(Region annotation entries)
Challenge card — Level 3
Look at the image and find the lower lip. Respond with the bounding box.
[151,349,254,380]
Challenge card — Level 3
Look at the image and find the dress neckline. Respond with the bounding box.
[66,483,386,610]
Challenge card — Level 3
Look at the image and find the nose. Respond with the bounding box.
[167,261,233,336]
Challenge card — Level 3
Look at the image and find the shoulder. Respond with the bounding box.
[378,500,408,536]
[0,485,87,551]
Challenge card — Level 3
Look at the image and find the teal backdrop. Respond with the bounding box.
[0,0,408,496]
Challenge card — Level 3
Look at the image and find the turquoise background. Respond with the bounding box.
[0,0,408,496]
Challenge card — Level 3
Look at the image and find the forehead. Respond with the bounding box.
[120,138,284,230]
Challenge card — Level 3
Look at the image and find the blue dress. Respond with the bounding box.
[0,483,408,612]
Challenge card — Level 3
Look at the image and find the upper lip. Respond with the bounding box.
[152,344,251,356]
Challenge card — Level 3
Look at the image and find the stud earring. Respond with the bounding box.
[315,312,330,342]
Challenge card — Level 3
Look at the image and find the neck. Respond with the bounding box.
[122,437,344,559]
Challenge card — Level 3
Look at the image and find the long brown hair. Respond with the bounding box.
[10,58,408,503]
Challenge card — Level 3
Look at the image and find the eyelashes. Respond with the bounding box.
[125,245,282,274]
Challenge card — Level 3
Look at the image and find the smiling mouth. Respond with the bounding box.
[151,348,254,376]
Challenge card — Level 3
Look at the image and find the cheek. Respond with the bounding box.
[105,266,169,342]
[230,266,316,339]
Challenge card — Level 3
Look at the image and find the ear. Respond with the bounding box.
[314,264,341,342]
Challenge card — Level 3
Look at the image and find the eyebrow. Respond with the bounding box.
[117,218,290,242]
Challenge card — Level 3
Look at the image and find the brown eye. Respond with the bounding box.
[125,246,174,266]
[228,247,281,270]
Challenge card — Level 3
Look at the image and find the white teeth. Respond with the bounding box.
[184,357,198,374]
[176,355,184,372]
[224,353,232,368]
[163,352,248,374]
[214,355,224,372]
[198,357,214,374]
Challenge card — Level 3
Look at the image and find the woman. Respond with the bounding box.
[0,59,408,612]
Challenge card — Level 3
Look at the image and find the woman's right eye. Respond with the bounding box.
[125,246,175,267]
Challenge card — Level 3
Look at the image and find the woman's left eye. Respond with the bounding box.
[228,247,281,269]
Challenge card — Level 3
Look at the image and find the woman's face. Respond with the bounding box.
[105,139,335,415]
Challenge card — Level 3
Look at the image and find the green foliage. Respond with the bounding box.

• Given exercise: Give back the data above exactly as it appears.

• Finished exercise:
Challenge card — Level 3
Look at the image and find the lower lip. Respond with the bounding box.
[151,349,254,380]
Challenge card — Level 3
Look at the image and find the dress neckline. Respond with the bounding box.
[66,483,386,610]
Challenge card — Level 3
Look at the image and find the nose. Respond with the bounding box.
[167,261,233,336]
Challenge card — Level 3
Look at the image and find the shoulder. Respond with the bounding box.
[378,500,408,536]
[0,485,87,551]
Challenge card — Level 3
Look at the image and find the teal backdrop. Respond with the bounding box.
[0,0,408,496]
Challenge card — Level 3
Look at the image and find the turquoise background. Respond with the bounding box.
[0,0,408,496]
Challenge card — Level 3
Look at the image and find the forehead. Respond with the bounding box.
[120,138,284,230]
Challenge card — Level 3
Look at the image and find the blue dress. Respond with the bounding box.
[0,483,408,612]
Challenge card — Level 3
Look at the image and find the upper lip. Respond with the bounding box.
[152,344,251,356]
Challenge card — Level 3
Look at the image and find the stud earring. Respond with the bounding box.
[315,312,330,342]
Challenge card — Level 3
Look at the image and find the neck. Respond with the bounding box.
[122,437,344,559]
Challenge card — Level 3
Look at the image and find the long brown hair. Respond with the bounding box.
[10,58,408,503]
Challenge card — Level 3
Look at the image and find the eyelashes. Respond with the bounding box.
[125,245,282,274]
Challenge card — Level 3
Look at the image and find the smiling mouth. Respond with the bounding box.
[151,348,254,376]
Challenge card — Level 3
Look at the image and find the cheek. Respond with the bounding box.
[105,266,169,342]
[230,266,316,339]
Challenge card — Level 3
Look at the image and find the ear. Respond with the bounding box.
[314,264,341,342]
Challenge card — Level 3
Look at the image and find the eyebrow. Respond with the bounding box.
[117,218,290,242]
Challenge card — Level 3
Look at the image and find the brown eye. Respond with the bounding box.
[125,246,174,266]
[228,247,281,270]
Challenge card — Level 3
Look at the image and find the white teeth. Respond with the bounding box.
[184,357,198,374]
[176,355,184,372]
[224,353,232,368]
[163,352,248,374]
[214,355,224,372]
[198,357,214,374]
Challenge card — Level 3
Look at the image and find the woman. Respond with the bounding box.
[0,59,408,612]
Challenge card — Level 3
Look at the image and find the woman's right eye. Respond with the bounding box.
[125,246,175,267]
Challenge card — Level 3
Look at the image and find the woman's left eye. Respond with the bounding box.
[228,247,281,269]
Challenge card — Level 3
Look at the image and find the woman's face. Respond with the bounding box.
[105,139,335,415]
Challenge card — Level 3
Look at the image and find the green foliage. Respond with the bounding box.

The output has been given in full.